Quote the listing below in its entirety.

┄┄┄┄┄┄┄┄┄┄

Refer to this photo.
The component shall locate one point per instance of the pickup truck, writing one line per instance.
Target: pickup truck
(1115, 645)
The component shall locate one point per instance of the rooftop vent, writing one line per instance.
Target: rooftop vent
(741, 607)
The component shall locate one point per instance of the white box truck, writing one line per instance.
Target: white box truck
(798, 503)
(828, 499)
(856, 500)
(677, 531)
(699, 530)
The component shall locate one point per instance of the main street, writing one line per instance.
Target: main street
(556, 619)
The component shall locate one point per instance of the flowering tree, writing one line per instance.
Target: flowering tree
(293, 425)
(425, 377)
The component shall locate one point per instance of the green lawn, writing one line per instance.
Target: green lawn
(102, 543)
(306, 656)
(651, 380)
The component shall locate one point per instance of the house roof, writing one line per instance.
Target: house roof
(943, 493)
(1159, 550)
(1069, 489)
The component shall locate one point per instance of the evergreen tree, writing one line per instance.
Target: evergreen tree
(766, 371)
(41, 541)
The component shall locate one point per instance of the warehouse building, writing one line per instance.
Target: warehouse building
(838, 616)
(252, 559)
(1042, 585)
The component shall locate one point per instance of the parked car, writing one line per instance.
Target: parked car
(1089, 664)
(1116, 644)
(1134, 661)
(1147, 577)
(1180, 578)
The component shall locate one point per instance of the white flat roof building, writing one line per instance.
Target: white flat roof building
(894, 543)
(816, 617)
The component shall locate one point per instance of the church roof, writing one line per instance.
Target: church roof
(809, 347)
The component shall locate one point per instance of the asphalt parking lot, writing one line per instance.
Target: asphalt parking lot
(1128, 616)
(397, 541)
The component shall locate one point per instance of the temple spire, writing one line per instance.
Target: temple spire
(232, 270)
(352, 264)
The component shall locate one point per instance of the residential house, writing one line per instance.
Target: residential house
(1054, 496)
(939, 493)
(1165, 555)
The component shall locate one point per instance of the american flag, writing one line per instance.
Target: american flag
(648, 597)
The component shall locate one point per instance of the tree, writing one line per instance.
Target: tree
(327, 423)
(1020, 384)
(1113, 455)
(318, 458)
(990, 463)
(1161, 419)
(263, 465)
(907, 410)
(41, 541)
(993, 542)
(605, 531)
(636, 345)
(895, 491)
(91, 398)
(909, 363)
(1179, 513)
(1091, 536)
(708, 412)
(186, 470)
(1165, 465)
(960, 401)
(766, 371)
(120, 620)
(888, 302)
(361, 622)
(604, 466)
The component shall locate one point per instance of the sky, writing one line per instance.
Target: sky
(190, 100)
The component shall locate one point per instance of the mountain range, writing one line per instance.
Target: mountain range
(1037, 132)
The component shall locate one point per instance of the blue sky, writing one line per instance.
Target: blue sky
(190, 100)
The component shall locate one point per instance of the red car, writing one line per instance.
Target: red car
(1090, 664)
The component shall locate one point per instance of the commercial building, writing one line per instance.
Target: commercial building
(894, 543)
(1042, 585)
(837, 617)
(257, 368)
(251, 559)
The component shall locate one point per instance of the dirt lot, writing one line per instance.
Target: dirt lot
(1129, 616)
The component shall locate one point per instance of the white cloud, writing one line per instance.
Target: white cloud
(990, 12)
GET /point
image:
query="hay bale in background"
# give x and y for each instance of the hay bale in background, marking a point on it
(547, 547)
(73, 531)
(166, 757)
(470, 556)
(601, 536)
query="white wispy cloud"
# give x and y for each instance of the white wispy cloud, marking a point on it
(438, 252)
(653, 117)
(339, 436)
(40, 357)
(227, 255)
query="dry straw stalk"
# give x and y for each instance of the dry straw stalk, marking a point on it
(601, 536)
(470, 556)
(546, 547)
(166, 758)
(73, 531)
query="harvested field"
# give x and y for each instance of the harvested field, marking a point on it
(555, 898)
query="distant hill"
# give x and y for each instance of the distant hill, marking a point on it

┄┄┄┄┄┄┄┄┄┄

__RESPONSE__:
Refer to this photo.
The component shall locate one point per instance of the pickup truck, writing one line per instance.
Target: pickup truck
(1115, 645)
The component shall locate one point per instance of the rooftop vent, writing one line per instance.
Target: rooftop vent
(741, 607)
The component shall locate one point per instance of the white box truck, writing one line per instance.
Target: white box truck
(798, 503)
(828, 499)
(856, 500)
(677, 531)
(699, 530)
The component shall locate one point per instance of the main street, writing one line per instance.
Target: main street
(556, 619)
The component shall locate one point per instance of the flowering tree, writing one line per instance.
Target: flowering tree
(293, 425)
(425, 377)
The component shall locate one point per instance of the green lawn, writing one line per instance.
Target: green lawn
(102, 543)
(306, 656)
(651, 380)
The component shall locate one point per instance of the house roof, writing one line per instance.
Target: house roof
(943, 493)
(1159, 550)
(1069, 489)
The component shall locate one point per instance of the evergreen tree, writing one line per instance.
Target: evergreen tree
(766, 371)
(41, 541)
The component shall locate one point per instance of the warehouse building, writing one line per instance.
Target: warehouse building
(838, 616)
(252, 559)
(1042, 585)
The component shall locate one point per instance of the parked car, writing one line per instance.
Target: parked car
(1089, 664)
(1116, 644)
(1134, 661)
(1147, 577)
(1180, 578)
The component shall locate one point per instance of the white flat roof building, writing one line per instance.
Target: white flat roof building
(894, 543)
(816, 617)
The component shall locate one point per instance of the church roof, writing one line per instance.
Target: church roof
(809, 347)
The component shall locate one point per instance of the asphalt parking lot, writing one line per instance.
Target: asphalt parking lot
(1128, 616)
(397, 541)
The component shall locate one point per instance of the temple spire, writing one line per instance.
Target: temple spire
(232, 270)
(352, 264)
The component shall locate one point per instance of the residential house, writing one line per instance.
Target: residential house
(1054, 496)
(939, 493)
(1165, 555)
The component shall locate one point per instance of the american flag, writing one line per instance.
Target: american flag
(648, 597)
The component shall locate one point per instance of the tree, writing one line per instance.
Target: tree
(327, 423)
(1020, 384)
(1113, 455)
(318, 458)
(990, 463)
(1161, 419)
(263, 465)
(907, 410)
(41, 541)
(993, 542)
(605, 531)
(636, 345)
(895, 491)
(91, 398)
(909, 363)
(1179, 513)
(1091, 536)
(708, 412)
(186, 470)
(1165, 465)
(960, 401)
(766, 371)
(120, 620)
(888, 302)
(361, 622)
(604, 466)
The component shall locate one point per instance of the sky, writing one line per instance.
Target: sky
(190, 100)
The component shall locate one point per instance of the mountain range, writing one line per instance.
Target: mountain range
(1037, 132)
The component shall locate one point per instance of the blue sky, writing one line per instance.
Target: blue sky
(190, 100)
The component shall locate one point per instance of the red car, writing one line per instance.
Target: red car
(1090, 664)
The component shall locate one point per instance of the commercial building, writing one line per instance.
Target: commercial building
(894, 543)
(1042, 585)
(837, 617)
(257, 368)
(251, 559)
The component shall locate one point per instance of the dirt lot, writing one line per instance.
Target: dirt lot
(1129, 616)
The component shall locate one point per instance of the white cloud, writing one line per instance.
Target: white cloud
(990, 12)
GET /point
image:
query="hay bale in background"
# give x and y for each instance of the hay bale in background, marking a point on it
(547, 547)
(73, 531)
(166, 757)
(470, 556)
(601, 536)
query="white wispy cloud"
# give x and y for each instance of the white wispy cloud, marking a point on it
(438, 252)
(653, 117)
(339, 436)
(40, 357)
(227, 255)
query="dry straw stalk"
# give x and y for each instance of the dry straw stalk, marking a point on it
(601, 536)
(470, 556)
(546, 547)
(166, 758)
(73, 531)
query="harvested field"
# give x and y for each instance of the harvested field, marking a point on it
(555, 898)
query="distant hill"
# give x and y for each instance of the distant hill, marking a point on it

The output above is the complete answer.